Many friends of mine in fact are chefs, they come from and live all over the world and make cuisines from all over the place. Most Michelin related restaurants around the world are serving French haut Cuisine – made by chefs of uncountable nationalities. No one in their right mind would be questioning their food and quality of food or authenticity.

    When I had a lunch at Les Halles in New York probably around 20 years ago, I had no clue that the late Anthony Bourdain was most likely the one making my delicious food – and I wouldn’t have cared that he wasn’t French at all – but in fact an American. But the Tartare was one of the best I ever had in my life, way better (to my taste!) than every Tartare I had in France.

    On my las visit to Vietnam, I went out with my local friends and they invited me to a Döner Kebab. It was made by Vietnamese lady, the food looked like the Döner we have in Berlin, but it tasted differently. Was it good? Yes, it was. Is that appropriation too? Did I, living in the homeland of Döner Kebap and city of it’s invention, feel personally attacked by a Vietnam lady making the food of my city and even changing it? NO way! Why should I?

    If people really believe that this is inappropriate, do they really know where Pho or Banh Mi come from (heavy French influence!), and that Pad Thai (coming from China) was introduced by the Thai Government as a way of westernizing and modernizing the country just like introducing the greeting Sawadee and renaming their country from Siam to Thailand? That in Japan, Salmon wasn’t served as Sushi until the 90s – but due to an awesome marketing stunt by the Norwegian fish farmers, Salmon is now served on rice or without as sushi and sashimi and people eating it would probably swear it’s the most authentic thing in the world? (Btw, the to my aste best sushi I ever had was made by an Italian woman in the US!). Or that Ramen is originally also from China and had been introduced to Japan only some decades ago? This goes on and on and on.

[Stored records]
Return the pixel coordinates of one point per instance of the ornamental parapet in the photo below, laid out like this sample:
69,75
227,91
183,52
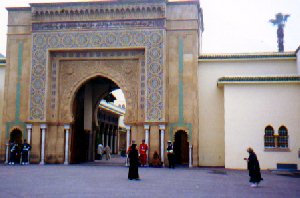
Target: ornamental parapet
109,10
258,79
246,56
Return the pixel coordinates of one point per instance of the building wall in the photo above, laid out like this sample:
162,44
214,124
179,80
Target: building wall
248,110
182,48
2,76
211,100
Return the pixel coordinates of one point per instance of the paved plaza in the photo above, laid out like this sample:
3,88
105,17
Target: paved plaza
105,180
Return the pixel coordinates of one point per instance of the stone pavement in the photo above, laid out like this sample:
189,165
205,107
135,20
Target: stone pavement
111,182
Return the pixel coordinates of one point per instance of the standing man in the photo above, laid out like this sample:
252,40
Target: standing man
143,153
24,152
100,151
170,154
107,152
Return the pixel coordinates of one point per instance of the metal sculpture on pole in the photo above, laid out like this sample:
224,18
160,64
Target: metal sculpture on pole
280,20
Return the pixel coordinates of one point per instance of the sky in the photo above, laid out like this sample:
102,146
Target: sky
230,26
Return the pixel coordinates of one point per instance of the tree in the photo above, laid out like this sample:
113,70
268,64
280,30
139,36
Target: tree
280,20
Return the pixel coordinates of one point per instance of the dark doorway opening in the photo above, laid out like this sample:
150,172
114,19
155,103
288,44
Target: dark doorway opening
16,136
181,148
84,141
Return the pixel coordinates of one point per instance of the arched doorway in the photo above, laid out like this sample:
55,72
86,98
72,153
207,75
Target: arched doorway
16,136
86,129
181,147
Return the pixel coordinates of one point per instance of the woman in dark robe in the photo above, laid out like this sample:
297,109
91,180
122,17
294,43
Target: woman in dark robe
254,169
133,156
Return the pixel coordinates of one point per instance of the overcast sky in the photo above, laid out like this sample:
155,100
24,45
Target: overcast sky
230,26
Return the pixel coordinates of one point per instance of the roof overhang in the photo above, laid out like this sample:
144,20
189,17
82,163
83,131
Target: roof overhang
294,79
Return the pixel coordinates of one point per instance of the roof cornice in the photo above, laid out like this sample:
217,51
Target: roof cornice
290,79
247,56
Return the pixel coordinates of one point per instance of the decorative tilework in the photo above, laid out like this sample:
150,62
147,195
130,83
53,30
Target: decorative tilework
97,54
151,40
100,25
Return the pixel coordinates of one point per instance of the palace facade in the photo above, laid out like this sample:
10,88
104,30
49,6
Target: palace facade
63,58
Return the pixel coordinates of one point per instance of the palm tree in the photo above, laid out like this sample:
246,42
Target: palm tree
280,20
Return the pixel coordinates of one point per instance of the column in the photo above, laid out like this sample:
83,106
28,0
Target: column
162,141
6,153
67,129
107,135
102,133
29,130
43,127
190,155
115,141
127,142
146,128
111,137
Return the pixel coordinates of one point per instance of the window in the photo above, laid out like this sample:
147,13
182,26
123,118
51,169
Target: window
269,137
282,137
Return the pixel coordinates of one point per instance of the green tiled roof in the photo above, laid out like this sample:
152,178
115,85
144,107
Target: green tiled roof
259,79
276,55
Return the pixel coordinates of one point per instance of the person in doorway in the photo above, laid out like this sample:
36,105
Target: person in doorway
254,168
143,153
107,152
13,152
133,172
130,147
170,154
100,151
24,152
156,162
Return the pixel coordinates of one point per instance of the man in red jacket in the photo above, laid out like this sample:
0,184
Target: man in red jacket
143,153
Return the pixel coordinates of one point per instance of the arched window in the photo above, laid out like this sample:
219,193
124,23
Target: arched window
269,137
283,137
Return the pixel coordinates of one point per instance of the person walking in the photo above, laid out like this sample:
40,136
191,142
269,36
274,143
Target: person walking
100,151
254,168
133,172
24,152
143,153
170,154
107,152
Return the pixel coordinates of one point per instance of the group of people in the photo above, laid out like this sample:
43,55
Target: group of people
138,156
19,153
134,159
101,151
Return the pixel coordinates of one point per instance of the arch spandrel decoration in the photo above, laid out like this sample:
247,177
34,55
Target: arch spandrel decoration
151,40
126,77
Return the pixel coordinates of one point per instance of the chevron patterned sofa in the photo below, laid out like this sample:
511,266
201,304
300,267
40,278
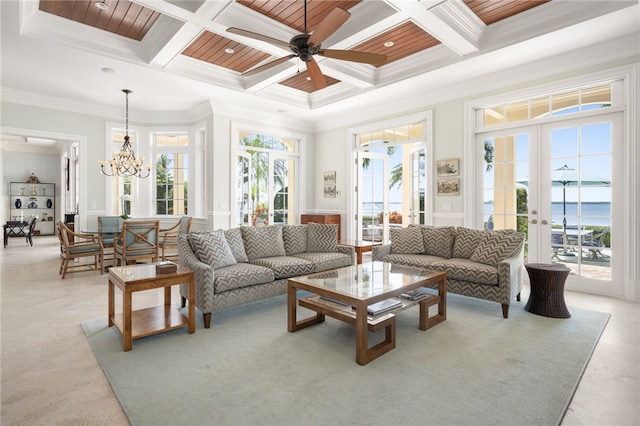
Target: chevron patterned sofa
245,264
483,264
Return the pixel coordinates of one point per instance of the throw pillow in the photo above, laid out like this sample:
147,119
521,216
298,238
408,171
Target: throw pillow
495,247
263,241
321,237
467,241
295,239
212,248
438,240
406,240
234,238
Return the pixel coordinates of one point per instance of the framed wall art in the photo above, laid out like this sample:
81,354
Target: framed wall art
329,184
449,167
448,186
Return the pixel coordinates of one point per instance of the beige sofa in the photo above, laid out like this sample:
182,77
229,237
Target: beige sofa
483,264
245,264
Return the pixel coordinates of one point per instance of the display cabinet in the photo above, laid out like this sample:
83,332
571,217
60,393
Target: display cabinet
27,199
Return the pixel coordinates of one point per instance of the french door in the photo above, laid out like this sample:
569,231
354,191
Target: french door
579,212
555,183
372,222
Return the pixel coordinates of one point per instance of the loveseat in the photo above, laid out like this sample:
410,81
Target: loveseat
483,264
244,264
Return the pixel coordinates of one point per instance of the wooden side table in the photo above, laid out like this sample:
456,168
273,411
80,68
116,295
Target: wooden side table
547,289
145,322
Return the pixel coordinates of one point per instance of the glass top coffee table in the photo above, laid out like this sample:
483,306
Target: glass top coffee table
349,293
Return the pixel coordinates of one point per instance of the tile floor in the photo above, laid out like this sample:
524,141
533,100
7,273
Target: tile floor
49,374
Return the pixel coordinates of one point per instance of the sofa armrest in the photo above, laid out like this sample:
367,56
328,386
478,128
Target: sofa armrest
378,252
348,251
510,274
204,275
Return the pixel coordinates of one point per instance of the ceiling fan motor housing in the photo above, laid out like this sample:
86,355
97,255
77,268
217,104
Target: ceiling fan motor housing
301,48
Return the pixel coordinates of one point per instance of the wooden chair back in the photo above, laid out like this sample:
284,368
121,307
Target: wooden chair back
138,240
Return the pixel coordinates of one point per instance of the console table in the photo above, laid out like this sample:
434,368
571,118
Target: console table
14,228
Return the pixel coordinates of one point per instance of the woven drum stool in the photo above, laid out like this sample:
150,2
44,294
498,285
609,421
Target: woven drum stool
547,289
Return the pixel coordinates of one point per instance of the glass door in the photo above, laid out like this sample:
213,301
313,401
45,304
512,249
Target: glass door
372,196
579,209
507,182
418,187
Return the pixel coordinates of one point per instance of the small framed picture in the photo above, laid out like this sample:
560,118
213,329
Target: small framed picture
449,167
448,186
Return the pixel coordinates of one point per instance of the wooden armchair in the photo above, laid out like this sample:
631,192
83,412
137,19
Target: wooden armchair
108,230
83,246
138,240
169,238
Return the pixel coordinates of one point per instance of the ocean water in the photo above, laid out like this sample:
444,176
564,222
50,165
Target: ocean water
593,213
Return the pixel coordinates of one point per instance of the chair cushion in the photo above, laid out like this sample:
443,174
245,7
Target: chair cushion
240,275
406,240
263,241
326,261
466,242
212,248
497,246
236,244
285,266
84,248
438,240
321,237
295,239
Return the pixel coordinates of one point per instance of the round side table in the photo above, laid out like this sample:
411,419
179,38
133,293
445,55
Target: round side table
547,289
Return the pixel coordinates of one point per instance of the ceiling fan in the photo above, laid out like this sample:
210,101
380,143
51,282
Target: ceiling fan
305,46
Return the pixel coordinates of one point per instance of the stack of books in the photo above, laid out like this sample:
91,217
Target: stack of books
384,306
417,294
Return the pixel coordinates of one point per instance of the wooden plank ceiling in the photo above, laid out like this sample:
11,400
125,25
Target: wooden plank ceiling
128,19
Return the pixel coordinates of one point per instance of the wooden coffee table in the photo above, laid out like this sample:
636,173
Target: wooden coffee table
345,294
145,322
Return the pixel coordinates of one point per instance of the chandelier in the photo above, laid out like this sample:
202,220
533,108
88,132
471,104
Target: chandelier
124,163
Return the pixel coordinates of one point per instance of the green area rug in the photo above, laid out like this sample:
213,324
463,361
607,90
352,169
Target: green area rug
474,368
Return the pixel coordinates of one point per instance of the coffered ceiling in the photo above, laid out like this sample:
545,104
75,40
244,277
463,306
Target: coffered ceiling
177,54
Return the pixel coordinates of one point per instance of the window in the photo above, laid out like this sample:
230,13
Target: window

- [WHAT YOU ARE ASKED TO DO]:
Do these statements agree with the excerpt on food and authenticity? Answer yes or no for each and quote the deciding words. 1. The lunch at Les Halles took place in Paris. 2. The Döner Kebab in Vietnam was made by a Vietnamese lady. 3. In Japan, salmon was served as sushi before the 90s.

- [TASK RESULT]:
1. No: "When I had a lunch at Les Halles in New York"
2. Yes: "It was made by Vietnamese lady"
3. No: "Salmon wasn’t served as Sushi until the 90s"